| SUPPLIED RECORDS |

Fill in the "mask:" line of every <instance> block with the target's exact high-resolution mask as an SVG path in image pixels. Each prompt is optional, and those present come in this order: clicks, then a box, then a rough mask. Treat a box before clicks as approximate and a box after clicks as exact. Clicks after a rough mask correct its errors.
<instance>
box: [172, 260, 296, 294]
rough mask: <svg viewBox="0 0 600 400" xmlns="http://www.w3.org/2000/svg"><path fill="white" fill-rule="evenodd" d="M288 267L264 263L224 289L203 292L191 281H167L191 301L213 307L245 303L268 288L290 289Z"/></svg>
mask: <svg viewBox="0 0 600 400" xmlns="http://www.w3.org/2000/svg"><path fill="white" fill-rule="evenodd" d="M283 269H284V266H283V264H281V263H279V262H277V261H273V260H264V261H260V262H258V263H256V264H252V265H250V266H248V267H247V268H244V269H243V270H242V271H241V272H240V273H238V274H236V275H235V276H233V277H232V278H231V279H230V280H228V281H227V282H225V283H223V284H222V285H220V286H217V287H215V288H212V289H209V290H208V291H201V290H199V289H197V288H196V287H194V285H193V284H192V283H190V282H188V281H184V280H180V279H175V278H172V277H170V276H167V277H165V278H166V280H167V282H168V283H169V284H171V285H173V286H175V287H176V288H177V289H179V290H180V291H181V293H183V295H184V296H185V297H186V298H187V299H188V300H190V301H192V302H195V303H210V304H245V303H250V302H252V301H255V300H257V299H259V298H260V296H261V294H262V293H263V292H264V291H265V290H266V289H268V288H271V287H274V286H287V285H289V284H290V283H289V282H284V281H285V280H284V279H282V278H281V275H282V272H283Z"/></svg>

| TASK TO COMPLETE |
Once more, write out the records above, exactly as they stand.

| TASK ANSWER |
Fill in the "mask:" line of every <instance> block with the target's exact high-resolution mask as an SVG path in image pixels. Each prompt is optional, and those present come in this order: clicks, then a box, then a rough mask. Treat a box before clicks as approximate and a box after clicks as exact. Clicks after a rough mask correct its errors.
<instance>
box: [172, 260, 296, 294]
rough mask: <svg viewBox="0 0 600 400" xmlns="http://www.w3.org/2000/svg"><path fill="white" fill-rule="evenodd" d="M288 267L264 263L224 289L203 292L191 281H167L191 301L213 307L245 303L268 288L290 289Z"/></svg>
mask: <svg viewBox="0 0 600 400" xmlns="http://www.w3.org/2000/svg"><path fill="white" fill-rule="evenodd" d="M283 269H284V266H283V264H281V263H279V262H277V261H273V260H264V261H260V262H258V263H256V264H252V265H250V266H248V267H247V268H244V269H243V270H242V271H241V272H240V273H238V274H236V275H235V276H233V277H232V278H231V279H230V280H228V281H227V282H225V283H223V284H222V285H220V286H217V287H215V288H212V289H209V290H208V291H201V290H199V289H197V288H196V287H194V285H193V284H192V283H190V282H188V281H184V280H180V279H175V278H172V277H170V276H167V277H165V278H166V280H167V282H168V283H169V284H171V285H173V286H175V287H176V288H177V289H179V290H180V291H181V293H183V295H184V296H185V297H186V298H187V299H188V300H190V301H192V302H195V303H210V304H245V303H250V302H252V301H255V300H257V299H259V298H260V296H261V294H262V293H263V292H264V291H265V290H266V289H268V288H271V287H274V286H287V285H289V284H290V283H289V282H284V281H285V280H284V279H282V278H281V275H282V272H283Z"/></svg>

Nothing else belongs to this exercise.